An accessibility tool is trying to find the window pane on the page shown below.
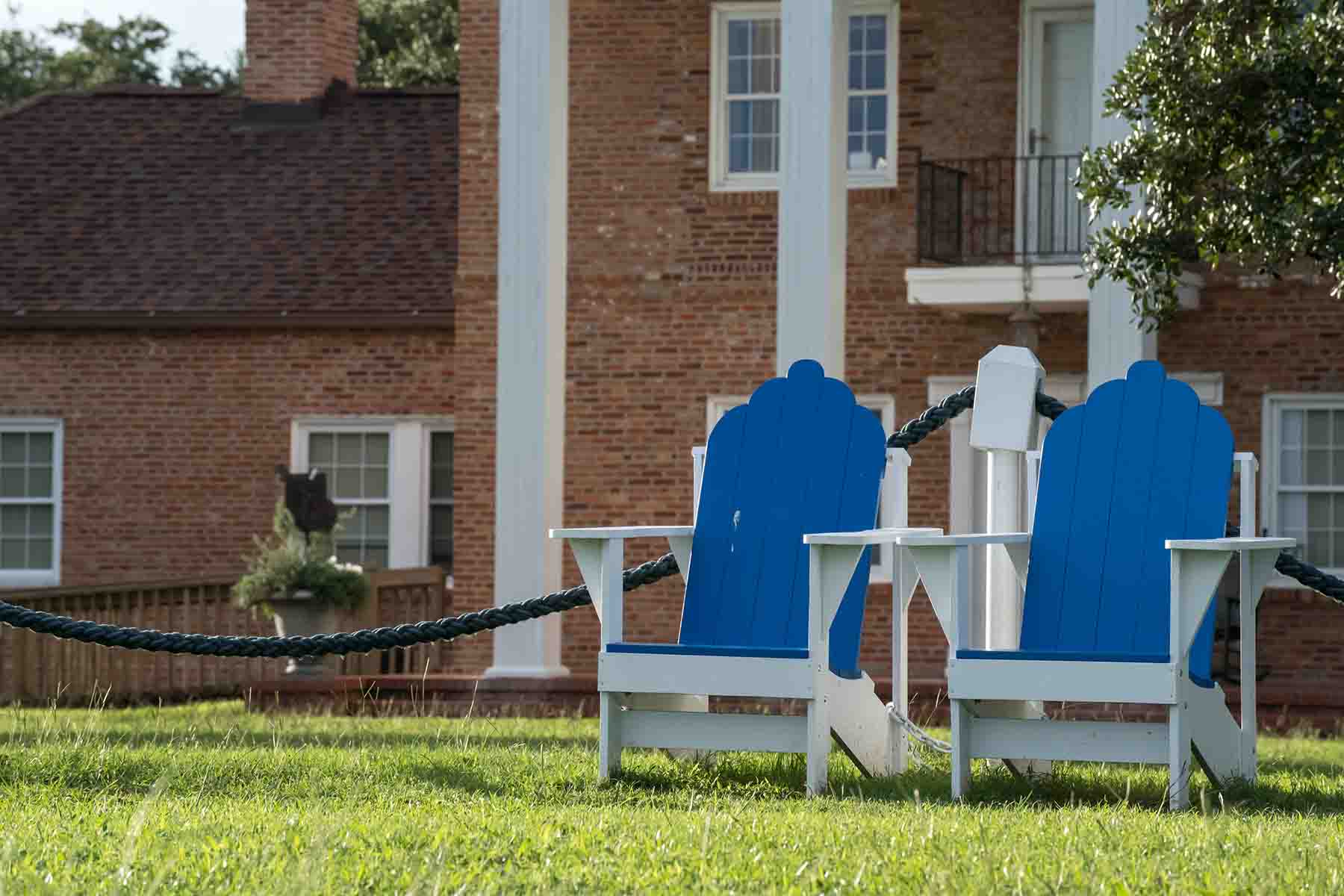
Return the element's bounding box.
[28,466,51,498]
[0,538,28,570]
[336,432,364,464]
[1307,494,1331,529]
[332,466,364,498]
[28,538,51,570]
[364,432,387,464]
[864,16,887,51]
[0,466,27,498]
[729,99,751,137]
[28,435,52,464]
[0,432,28,464]
[867,97,887,136]
[1278,449,1302,485]
[308,432,335,466]
[364,466,387,498]
[863,52,887,90]
[1284,411,1302,445]
[729,19,751,57]
[0,505,28,538]
[1307,449,1331,485]
[729,59,751,93]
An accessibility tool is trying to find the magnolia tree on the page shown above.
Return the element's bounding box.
[1079,0,1344,329]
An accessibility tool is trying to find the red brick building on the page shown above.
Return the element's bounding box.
[0,0,1344,706]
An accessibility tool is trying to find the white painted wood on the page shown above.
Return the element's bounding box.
[1166,538,1297,556]
[897,532,1031,548]
[668,535,694,582]
[776,0,844,379]
[971,716,1166,765]
[827,673,903,777]
[948,659,1176,704]
[1168,541,1233,658]
[1181,681,1242,785]
[597,691,623,780]
[597,653,815,699]
[906,264,1087,314]
[1233,451,1260,536]
[550,525,695,538]
[691,448,714,526]
[951,699,973,799]
[621,711,808,752]
[1166,704,1191,812]
[485,0,570,677]
[971,345,1045,451]
[1087,0,1157,391]
[803,526,942,547]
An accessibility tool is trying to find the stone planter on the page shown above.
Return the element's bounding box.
[270,591,339,679]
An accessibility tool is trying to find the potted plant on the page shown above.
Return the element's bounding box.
[232,501,368,677]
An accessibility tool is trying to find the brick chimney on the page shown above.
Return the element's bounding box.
[243,0,359,104]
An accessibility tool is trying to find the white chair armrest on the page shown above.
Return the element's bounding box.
[803,528,942,547]
[1166,538,1297,551]
[550,525,695,538]
[897,532,1031,548]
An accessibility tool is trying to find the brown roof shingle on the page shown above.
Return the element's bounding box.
[0,89,458,326]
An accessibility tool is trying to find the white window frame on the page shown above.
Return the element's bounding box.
[709,0,900,192]
[695,393,897,585]
[289,415,453,570]
[1257,392,1344,591]
[0,417,64,588]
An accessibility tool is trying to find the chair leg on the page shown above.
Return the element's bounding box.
[1166,703,1191,812]
[597,691,621,782]
[808,696,830,797]
[951,700,973,799]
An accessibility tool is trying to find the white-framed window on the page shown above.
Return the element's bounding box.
[1247,393,1344,587]
[290,417,453,573]
[696,395,897,583]
[0,418,63,588]
[709,0,900,190]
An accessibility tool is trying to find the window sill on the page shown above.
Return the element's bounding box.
[709,176,899,193]
[0,570,60,590]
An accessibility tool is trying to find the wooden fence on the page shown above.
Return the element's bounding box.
[0,567,452,706]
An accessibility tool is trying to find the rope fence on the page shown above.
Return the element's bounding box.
[0,385,1344,659]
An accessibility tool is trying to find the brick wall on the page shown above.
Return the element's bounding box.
[454,0,1344,709]
[0,329,453,585]
[243,0,359,102]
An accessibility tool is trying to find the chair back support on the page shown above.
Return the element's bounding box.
[1021,361,1233,681]
[680,361,887,677]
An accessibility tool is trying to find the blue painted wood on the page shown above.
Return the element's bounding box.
[1015,361,1233,679]
[606,642,808,659]
[679,361,886,674]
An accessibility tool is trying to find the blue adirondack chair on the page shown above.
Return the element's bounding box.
[551,361,936,792]
[897,361,1293,809]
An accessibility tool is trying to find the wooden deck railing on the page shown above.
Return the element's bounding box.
[0,567,452,706]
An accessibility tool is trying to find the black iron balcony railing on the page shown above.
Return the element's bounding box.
[918,156,1087,264]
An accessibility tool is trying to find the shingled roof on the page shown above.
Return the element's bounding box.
[0,87,458,326]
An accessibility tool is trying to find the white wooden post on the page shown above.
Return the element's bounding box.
[776,0,850,379]
[1087,0,1157,391]
[485,0,570,677]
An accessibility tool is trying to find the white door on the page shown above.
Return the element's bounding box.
[1018,8,1092,262]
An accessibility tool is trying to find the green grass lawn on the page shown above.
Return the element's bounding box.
[0,703,1344,895]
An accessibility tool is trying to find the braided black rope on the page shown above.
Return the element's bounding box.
[0,553,677,659]
[7,385,1344,659]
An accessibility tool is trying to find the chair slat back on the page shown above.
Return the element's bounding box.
[1021,361,1233,679]
[680,361,886,674]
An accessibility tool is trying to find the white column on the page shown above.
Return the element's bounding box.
[1087,0,1157,391]
[485,0,570,677]
[774,0,850,379]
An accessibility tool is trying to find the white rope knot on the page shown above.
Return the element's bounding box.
[887,703,951,752]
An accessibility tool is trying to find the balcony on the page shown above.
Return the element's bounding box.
[918,155,1087,264]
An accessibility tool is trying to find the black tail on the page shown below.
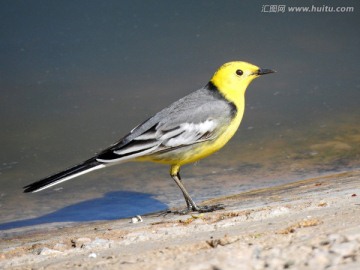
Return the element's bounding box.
[24,159,105,193]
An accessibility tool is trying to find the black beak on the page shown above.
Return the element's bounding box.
[257,68,276,75]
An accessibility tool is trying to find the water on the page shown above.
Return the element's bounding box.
[0,1,360,231]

- _Problem description_: Rewrite every line of the records above as a numbered list, skipping blank lines and leaving the pictures out.

- _Result for this exercise_:
1. An accessibility tool is trying to find the window pane on the page shown below.
2. Return the element's bounding box.
3. [28,466,51,498]
4. [0,538,28,570]
5. [336,432,364,464]
6. [1307,494,1331,529]
7. [332,466,364,498]
8. [28,538,51,570]
9. [364,432,387,464]
10. [864,16,887,51]
11. [0,466,27,498]
12. [729,99,751,137]
13. [28,435,52,464]
14. [0,432,28,464]
15. [867,97,887,136]
16. [1278,449,1302,485]
17. [308,432,335,466]
18. [364,466,387,498]
19. [863,52,887,90]
20. [1284,411,1302,445]
21. [729,19,751,57]
22. [0,505,28,538]
23. [1307,449,1331,485]
24. [729,59,751,93]
25. An accessibility tool is trying to find the magnolia tree on the page shown above.
26. Return the element's bounding box.
27. [1079,0,1344,329]
28. An accessibility tool is trying to find the red brick building on the page shown above.
29. Return the element's bounding box.
30. [0,0,1344,706]
31. An accessibility tool is trying to find the white painted wood on the page shown above.
32. Return the element's bounding box.
33. [1166,538,1297,556]
34. [897,532,1031,548]
35. [668,535,694,582]
36. [776,0,844,379]
37. [971,716,1166,765]
38. [827,673,903,777]
39. [948,659,1176,704]
40. [1168,541,1233,658]
41. [1181,681,1242,785]
42. [597,691,623,780]
43. [597,653,815,699]
44. [906,264,1087,314]
45. [1233,451,1260,536]
46. [550,525,695,538]
47. [691,448,714,526]
48. [951,699,973,799]
49. [621,711,808,752]
50. [1166,704,1191,812]
51. [485,0,570,677]
52. [971,345,1045,451]
53. [1087,0,1157,391]
54. [803,526,942,547]
55. An accessibility tool is trying to find the stone planter on the page shown above.
56. Return the element's bounding box.
57. [270,591,339,679]
58. An accessibility tool is trying to find the potted plant on the page shown above.
59. Return the element's bounding box.
60. [232,501,368,677]
61. An accessibility tool is trying to find the brick chimney on the page shown above.
62. Return the element's bounding box.
63. [243,0,359,104]
64. An accessibility tool is trying to find the white chair armrest on the page shown above.
65. Return the element's bounding box.
66. [803,528,942,547]
67. [1166,538,1297,551]
68. [550,525,695,538]
69. [897,532,1031,548]
70. An accessibility tool is trying to find the brown roof shingle on the page shown above.
71. Return the element's bounding box.
72. [0,89,458,326]
73. An accessibility tool is trying to find the white window frame on the page shown above.
74. Return the element's bounding box.
75. [709,0,900,192]
76. [695,393,897,585]
77. [289,415,453,570]
78. [1257,392,1344,591]
79. [0,417,64,588]
80. An accessibility tool is trying to find the chair leg on the page shown above.
81. Return the element's bounding box.
82. [1166,703,1191,812]
83. [597,691,621,782]
84. [808,696,830,797]
85. [951,700,973,799]
86. An accessibility tool is trying to find the white-framed window on the page shown above.
87. Return the element's bounding box.
88. [1247,393,1344,587]
89. [290,417,453,573]
90. [696,395,897,583]
91. [0,418,63,588]
92. [709,0,900,190]
93. An accessibility tool is trying to find the window sill on the page shown above.
94. Return the element's bounding box.
95. [709,176,899,193]
96. [0,570,60,590]
97. An accessibility tool is trying to find the wooden fence on the page shown above.
98. Return the element's bounding box.
99. [0,567,452,706]
100. An accessibility tool is trying to find the rope fence on the page shown above.
101. Return the element's bounding box.
102. [0,385,1344,659]
103. An accessibility tool is trying to find the brick wall on the page shown above.
104. Return the element's bounding box.
105. [454,0,1344,709]
106. [0,329,453,585]
107. [243,0,359,102]
108. An accessibility tool is trying to find the chair back support on the page shown above.
109. Return the element's bounding box.
110. [1021,361,1233,681]
111. [680,361,887,677]
112. An accessibility tool is trying to find the blue painted wood on the page shown above.
113. Return the element's bounding box.
114. [1015,361,1233,679]
115. [606,642,808,659]
116. [679,361,886,674]
117. An accessibility tool is trying to find the blue adirondack chair on the page shown above.
118. Return the element's bounding box.
119. [551,361,936,792]
120. [897,361,1293,809]
121. An accessibility tool is trying to find the wooden deck railing on the page shown above.
122. Return the element's bounding box.
123. [0,567,452,706]
124. An accessibility tool is trying to find the black iron balcony railing on the page shown above.
125. Return the element's bounding box.
126. [918,156,1087,264]
127. An accessibility tool is trying to find the shingled roof on the page shown above.
128. Return the element's bounding box.
129. [0,87,458,326]
130. An accessibility tool is trying to find the white wooden post on the page shown above.
131. Return the element's bounding box.
132. [776,0,850,379]
133. [1087,0,1157,391]
134. [485,0,570,677]
135. An accessibility tool is trying to find the white door on the page shown above.
136. Return the element's bounding box.
137. [1018,8,1092,262]
138. An accessibility tool is trying to find the green grass lawn on the page shown above.
139. Return the element's bounding box.
140. [0,703,1344,895]
141. An accessibility tool is trying to find the braided black rope on the page shown above.
142. Return the element's bounding box.
143. [0,553,677,659]
144. [7,385,1344,659]
145. An accessibility tool is trying to find the chair slat back on the page shown above.
146. Return the element's bounding box.
147. [1021,361,1233,679]
148. [680,361,886,674]
149. An accessibility tool is trying to find the white column on the page shown above.
150. Return the element's bounding box.
151. [1087,0,1157,391]
152. [485,0,570,677]
153. [774,0,850,379]
154. An accessibility tool is trying to find the white rope knot on the page shown above.
155. Return the element's bounding box.
156. [887,703,951,752]
157. An accessibility tool is trying to find the balcony on the page shown above.
158. Return the element's bounding box.
159. [918,155,1087,264]
160. An accessibility tool is trying to find the black tail on the page shown below.
161. Return the element's bounding box.
162. [24,159,105,193]
163. An accessibility tool is trying to find the black beak on the page shown above.
164. Return the element's bounding box.
165. [257,68,276,75]
166. An accessibility tool is trying to find the water on the page shown above.
167. Return the element's bounding box.
168. [0,1,360,231]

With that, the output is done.